(Stored entries)
- - -

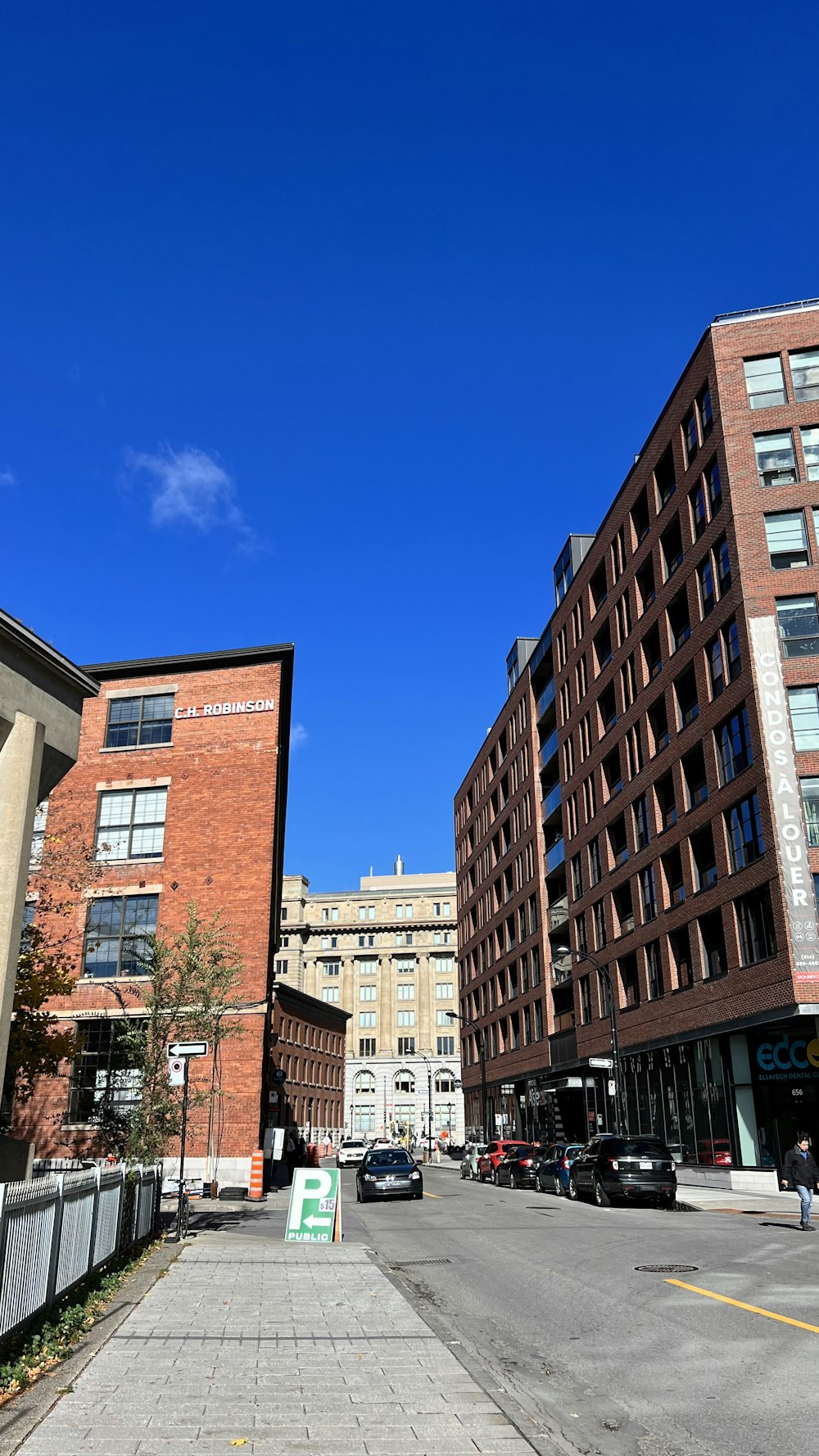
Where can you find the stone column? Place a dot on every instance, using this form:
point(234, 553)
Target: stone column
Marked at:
point(20, 762)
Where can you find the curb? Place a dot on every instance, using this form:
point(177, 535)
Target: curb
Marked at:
point(24, 1413)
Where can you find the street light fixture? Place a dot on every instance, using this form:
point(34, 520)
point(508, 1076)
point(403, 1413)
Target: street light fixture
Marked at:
point(467, 1021)
point(605, 977)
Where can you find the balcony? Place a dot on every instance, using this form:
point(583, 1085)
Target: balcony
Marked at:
point(551, 803)
point(548, 748)
point(547, 698)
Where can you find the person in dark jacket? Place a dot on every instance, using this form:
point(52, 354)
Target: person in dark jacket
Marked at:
point(800, 1173)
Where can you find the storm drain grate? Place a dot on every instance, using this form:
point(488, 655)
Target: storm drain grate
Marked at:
point(407, 1264)
point(667, 1268)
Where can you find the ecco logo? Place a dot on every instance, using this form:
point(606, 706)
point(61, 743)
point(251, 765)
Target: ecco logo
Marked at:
point(785, 1055)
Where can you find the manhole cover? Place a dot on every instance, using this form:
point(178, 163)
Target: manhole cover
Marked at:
point(407, 1264)
point(667, 1268)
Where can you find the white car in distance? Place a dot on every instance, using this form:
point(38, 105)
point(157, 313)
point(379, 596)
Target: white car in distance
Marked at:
point(350, 1152)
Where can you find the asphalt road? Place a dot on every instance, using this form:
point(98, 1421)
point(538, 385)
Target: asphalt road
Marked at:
point(544, 1304)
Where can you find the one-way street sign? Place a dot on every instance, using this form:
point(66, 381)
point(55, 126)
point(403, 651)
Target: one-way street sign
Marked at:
point(187, 1049)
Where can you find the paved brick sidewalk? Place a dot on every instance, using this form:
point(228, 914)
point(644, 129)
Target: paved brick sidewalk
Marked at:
point(286, 1349)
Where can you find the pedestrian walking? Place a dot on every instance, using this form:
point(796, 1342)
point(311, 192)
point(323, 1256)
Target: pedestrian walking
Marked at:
point(800, 1173)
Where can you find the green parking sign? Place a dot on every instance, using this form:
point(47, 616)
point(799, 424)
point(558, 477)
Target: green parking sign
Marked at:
point(315, 1206)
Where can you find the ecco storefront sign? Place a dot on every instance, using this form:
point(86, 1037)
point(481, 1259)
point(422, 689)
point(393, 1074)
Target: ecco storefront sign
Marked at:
point(251, 705)
point(789, 823)
point(787, 1057)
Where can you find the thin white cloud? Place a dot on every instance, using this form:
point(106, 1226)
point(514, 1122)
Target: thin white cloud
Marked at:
point(190, 488)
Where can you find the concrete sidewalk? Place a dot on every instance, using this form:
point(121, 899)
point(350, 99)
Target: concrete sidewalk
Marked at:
point(274, 1350)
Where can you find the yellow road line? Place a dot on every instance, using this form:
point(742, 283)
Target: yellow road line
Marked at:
point(753, 1309)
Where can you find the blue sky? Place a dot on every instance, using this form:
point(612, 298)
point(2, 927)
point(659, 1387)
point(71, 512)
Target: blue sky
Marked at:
point(327, 323)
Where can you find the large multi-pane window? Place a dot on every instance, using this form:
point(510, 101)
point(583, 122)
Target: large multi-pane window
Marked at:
point(138, 722)
point(805, 373)
point(805, 717)
point(764, 382)
point(755, 924)
point(733, 746)
point(787, 540)
point(811, 800)
point(117, 931)
point(101, 1076)
point(132, 825)
point(799, 625)
point(776, 459)
point(744, 825)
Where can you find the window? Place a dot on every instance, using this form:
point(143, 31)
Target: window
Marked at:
point(764, 382)
point(744, 826)
point(117, 931)
point(776, 460)
point(138, 721)
point(787, 540)
point(654, 970)
point(101, 1076)
point(805, 717)
point(641, 826)
point(799, 626)
point(585, 990)
point(805, 374)
point(755, 924)
point(733, 746)
point(811, 800)
point(38, 834)
point(811, 449)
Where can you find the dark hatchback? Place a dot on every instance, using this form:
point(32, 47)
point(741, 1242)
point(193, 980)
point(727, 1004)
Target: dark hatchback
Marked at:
point(634, 1168)
point(388, 1173)
point(518, 1168)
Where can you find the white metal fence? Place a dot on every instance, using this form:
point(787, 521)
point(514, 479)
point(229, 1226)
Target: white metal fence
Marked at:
point(60, 1228)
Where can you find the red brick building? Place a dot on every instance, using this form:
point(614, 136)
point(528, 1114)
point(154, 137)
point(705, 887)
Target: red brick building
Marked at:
point(676, 699)
point(179, 791)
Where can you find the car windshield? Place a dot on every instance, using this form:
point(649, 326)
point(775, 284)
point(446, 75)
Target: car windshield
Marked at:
point(388, 1158)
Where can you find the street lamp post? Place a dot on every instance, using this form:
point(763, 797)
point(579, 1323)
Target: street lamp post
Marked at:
point(621, 1121)
point(467, 1021)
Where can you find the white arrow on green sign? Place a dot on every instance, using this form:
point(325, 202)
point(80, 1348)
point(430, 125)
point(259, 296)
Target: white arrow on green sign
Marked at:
point(315, 1207)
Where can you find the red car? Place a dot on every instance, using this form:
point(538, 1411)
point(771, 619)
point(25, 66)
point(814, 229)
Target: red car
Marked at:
point(488, 1160)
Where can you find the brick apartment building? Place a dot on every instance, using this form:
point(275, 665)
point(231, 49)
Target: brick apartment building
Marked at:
point(669, 798)
point(179, 791)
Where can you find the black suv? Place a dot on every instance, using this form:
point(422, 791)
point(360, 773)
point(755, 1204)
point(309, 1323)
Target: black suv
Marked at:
point(624, 1168)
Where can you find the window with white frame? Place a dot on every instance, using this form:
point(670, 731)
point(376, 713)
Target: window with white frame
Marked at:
point(130, 825)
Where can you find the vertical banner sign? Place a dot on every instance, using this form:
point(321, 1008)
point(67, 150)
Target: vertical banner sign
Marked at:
point(315, 1207)
point(789, 820)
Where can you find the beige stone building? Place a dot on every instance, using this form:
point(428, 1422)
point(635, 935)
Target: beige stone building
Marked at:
point(387, 954)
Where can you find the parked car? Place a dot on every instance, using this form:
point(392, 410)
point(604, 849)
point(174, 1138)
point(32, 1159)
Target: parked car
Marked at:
point(469, 1160)
point(488, 1160)
point(388, 1173)
point(624, 1168)
point(555, 1165)
point(518, 1167)
point(350, 1152)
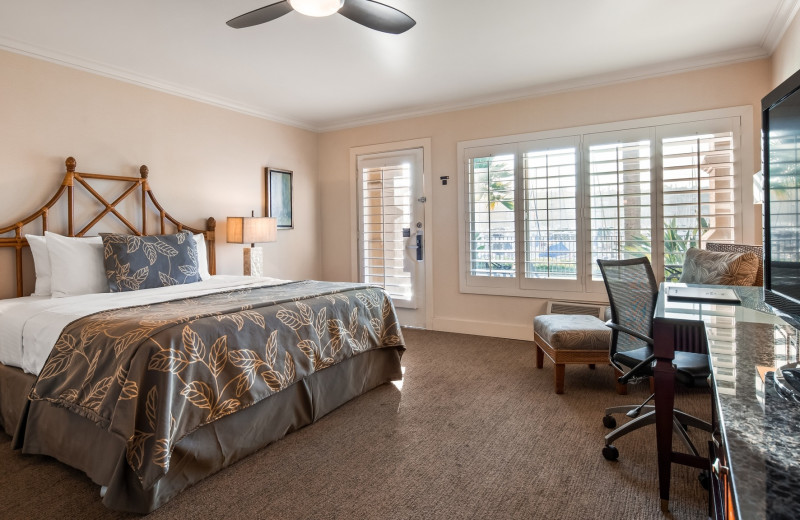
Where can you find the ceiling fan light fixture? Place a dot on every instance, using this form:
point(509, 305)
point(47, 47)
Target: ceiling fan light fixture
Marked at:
point(316, 7)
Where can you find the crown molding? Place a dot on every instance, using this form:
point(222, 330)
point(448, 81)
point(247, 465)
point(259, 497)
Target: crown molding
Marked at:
point(781, 20)
point(773, 34)
point(102, 69)
point(600, 80)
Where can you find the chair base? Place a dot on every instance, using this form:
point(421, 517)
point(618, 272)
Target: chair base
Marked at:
point(679, 420)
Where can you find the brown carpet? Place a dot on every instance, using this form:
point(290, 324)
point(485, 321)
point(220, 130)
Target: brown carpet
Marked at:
point(476, 432)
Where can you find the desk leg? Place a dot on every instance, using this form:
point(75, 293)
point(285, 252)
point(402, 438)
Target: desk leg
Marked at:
point(664, 380)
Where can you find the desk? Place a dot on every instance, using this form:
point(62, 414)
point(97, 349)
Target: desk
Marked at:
point(757, 431)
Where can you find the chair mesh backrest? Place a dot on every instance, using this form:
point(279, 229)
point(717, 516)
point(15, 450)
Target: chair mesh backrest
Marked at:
point(742, 248)
point(632, 291)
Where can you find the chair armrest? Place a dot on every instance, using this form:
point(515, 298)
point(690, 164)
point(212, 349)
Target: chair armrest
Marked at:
point(634, 371)
point(629, 332)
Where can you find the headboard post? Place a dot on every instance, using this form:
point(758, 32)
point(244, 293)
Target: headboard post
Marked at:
point(144, 172)
point(211, 226)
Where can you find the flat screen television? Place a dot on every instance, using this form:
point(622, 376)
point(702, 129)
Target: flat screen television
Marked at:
point(780, 140)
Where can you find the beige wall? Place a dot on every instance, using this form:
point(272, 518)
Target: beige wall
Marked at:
point(728, 86)
point(204, 161)
point(786, 58)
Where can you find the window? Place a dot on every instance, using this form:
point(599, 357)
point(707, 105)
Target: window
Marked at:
point(492, 225)
point(540, 209)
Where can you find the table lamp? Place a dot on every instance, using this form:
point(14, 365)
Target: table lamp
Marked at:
point(252, 230)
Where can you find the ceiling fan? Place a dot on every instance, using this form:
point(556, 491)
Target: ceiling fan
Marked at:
point(365, 12)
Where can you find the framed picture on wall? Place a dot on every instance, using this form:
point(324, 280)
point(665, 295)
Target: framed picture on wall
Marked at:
point(279, 197)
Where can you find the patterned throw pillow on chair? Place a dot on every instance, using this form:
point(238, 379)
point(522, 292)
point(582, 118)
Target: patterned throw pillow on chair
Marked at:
point(144, 262)
point(710, 267)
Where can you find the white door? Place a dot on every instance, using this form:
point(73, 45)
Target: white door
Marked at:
point(391, 228)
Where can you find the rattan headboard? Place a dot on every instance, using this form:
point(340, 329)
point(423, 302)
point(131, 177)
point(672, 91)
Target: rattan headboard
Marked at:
point(137, 185)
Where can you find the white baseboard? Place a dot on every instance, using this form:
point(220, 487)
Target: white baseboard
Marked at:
point(484, 328)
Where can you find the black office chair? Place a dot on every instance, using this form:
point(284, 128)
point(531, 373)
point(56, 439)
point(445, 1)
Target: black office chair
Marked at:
point(632, 292)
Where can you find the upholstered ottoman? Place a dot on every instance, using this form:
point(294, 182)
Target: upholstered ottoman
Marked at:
point(570, 339)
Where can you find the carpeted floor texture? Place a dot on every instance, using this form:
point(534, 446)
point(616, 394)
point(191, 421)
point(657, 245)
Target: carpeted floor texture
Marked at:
point(475, 433)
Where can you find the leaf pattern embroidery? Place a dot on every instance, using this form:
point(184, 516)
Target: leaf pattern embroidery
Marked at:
point(206, 350)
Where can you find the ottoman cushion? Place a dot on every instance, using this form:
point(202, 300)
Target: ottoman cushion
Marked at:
point(572, 331)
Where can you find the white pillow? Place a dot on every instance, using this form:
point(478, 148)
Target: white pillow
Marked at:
point(202, 257)
point(41, 264)
point(76, 265)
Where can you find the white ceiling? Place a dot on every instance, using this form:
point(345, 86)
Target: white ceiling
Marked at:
point(327, 73)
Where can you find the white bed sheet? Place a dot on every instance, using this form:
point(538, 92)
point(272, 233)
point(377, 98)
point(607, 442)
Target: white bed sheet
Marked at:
point(30, 326)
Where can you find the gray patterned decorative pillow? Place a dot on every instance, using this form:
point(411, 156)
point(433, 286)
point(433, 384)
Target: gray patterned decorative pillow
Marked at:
point(716, 268)
point(143, 262)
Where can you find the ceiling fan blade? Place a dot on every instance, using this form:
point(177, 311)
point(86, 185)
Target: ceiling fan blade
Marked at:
point(377, 16)
point(261, 15)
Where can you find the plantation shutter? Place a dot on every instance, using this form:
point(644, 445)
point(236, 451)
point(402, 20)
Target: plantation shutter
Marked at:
point(490, 216)
point(620, 196)
point(550, 197)
point(385, 193)
point(698, 194)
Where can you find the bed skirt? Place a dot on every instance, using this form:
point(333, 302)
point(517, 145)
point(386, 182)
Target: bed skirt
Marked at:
point(101, 455)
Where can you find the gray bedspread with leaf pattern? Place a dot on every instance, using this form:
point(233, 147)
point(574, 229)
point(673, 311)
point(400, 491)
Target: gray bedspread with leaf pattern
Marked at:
point(152, 374)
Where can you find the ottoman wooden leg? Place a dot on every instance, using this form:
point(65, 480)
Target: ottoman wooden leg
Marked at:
point(559, 378)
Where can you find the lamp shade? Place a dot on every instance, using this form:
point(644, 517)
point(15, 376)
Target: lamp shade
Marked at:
point(316, 7)
point(251, 230)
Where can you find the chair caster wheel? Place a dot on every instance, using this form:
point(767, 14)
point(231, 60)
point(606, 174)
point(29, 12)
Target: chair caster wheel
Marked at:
point(610, 452)
point(705, 480)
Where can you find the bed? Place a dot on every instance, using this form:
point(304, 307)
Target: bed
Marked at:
point(148, 391)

- - -

Copy out the lines of the data above, from the line containing "Where can you find the green" through the line containing "point(190, 488)", including both of those lines.

Solution to this task:
Where can you find the green parking sign? Place a dot on every instance, using this form:
point(47, 616)
point(799, 424)
point(558, 477)
Target: green parking sign
Marked at:
point(315, 1206)
Where can you find the ecco storefront sign? Place a dot on every instance, using this form:
point(86, 1037)
point(481, 1259)
point(422, 689)
point(393, 1074)
Target: ecco storefront sign
Marked at:
point(251, 705)
point(789, 823)
point(787, 1057)
Where can you find the thin white cloud? Place a dot on every instance, using this form:
point(106, 1226)
point(514, 1122)
Target: thin white cloud
Marked at:
point(190, 488)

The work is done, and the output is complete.